### Source records ###

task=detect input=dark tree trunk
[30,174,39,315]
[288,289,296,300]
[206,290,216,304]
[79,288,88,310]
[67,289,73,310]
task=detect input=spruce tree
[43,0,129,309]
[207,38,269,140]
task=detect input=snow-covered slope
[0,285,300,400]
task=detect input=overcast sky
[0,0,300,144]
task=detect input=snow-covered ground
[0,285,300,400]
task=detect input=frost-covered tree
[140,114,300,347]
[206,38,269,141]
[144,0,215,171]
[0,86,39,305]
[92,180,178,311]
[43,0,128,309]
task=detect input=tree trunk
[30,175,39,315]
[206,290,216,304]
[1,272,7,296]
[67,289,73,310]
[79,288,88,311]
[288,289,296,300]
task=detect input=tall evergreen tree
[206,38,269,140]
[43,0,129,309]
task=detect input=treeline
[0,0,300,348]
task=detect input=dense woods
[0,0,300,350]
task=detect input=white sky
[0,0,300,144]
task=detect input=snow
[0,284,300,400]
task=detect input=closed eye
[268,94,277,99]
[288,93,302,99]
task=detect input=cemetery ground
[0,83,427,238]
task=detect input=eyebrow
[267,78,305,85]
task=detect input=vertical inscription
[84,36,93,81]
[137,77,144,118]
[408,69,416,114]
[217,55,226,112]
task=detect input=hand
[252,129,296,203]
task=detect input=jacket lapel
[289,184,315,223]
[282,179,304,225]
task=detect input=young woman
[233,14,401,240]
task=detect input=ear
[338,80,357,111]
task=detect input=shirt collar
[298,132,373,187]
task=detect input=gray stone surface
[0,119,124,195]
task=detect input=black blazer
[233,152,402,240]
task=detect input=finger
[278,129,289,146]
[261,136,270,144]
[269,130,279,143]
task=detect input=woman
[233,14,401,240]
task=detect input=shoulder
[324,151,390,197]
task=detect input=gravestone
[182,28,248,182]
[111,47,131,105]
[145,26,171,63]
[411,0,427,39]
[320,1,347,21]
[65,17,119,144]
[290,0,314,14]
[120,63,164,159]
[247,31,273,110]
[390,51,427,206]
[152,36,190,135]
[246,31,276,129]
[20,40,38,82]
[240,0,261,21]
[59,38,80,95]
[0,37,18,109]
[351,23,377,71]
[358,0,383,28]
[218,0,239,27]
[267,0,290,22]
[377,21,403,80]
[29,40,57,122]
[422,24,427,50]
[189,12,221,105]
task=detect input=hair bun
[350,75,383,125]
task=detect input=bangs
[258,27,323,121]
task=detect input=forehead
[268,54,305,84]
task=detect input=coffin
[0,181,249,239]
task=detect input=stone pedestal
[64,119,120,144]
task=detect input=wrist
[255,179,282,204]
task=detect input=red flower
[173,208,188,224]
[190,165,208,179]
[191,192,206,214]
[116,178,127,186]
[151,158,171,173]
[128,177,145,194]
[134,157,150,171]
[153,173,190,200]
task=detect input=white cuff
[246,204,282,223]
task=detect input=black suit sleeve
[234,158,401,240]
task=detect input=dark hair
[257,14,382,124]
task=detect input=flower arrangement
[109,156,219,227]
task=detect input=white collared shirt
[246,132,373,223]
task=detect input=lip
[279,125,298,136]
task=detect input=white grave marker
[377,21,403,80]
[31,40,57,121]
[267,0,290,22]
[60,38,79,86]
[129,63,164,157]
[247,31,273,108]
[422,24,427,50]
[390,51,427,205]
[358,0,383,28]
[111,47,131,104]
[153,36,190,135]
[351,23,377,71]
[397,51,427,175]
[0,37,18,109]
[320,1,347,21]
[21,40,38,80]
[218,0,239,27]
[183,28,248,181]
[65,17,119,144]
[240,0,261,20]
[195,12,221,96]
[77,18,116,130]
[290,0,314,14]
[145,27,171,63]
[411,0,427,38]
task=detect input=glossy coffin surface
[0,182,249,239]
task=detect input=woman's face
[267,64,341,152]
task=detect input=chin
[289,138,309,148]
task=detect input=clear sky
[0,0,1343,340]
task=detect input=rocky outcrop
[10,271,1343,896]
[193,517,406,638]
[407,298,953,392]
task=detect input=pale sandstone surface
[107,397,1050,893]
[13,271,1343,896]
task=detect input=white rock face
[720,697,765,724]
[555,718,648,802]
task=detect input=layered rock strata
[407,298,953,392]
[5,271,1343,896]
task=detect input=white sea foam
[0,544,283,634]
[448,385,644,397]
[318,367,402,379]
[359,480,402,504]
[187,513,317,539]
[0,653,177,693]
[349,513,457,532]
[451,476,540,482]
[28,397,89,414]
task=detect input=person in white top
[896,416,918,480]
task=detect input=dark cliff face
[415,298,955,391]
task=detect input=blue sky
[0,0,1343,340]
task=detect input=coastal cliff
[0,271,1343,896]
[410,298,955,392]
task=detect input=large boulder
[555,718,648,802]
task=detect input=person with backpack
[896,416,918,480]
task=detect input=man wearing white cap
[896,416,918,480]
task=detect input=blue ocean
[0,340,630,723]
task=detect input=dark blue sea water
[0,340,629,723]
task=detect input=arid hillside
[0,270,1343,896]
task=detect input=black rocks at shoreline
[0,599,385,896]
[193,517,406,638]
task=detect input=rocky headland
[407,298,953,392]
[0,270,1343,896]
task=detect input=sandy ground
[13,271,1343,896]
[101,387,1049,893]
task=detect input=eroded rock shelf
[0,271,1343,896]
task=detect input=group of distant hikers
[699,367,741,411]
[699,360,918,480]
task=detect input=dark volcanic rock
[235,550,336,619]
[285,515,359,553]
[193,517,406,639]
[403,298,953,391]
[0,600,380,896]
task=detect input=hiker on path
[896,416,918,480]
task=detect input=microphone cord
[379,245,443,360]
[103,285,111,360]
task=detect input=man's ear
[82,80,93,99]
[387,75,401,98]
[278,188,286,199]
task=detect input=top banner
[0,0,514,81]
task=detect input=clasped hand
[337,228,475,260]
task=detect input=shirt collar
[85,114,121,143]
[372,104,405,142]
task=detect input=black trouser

###

Problem statement - Collect every line of the material that contains the string "cliff", treating uppercase and lowercase as different.

Task solution -
task=detect input=dark cliff face
task=detect input=coastal cliff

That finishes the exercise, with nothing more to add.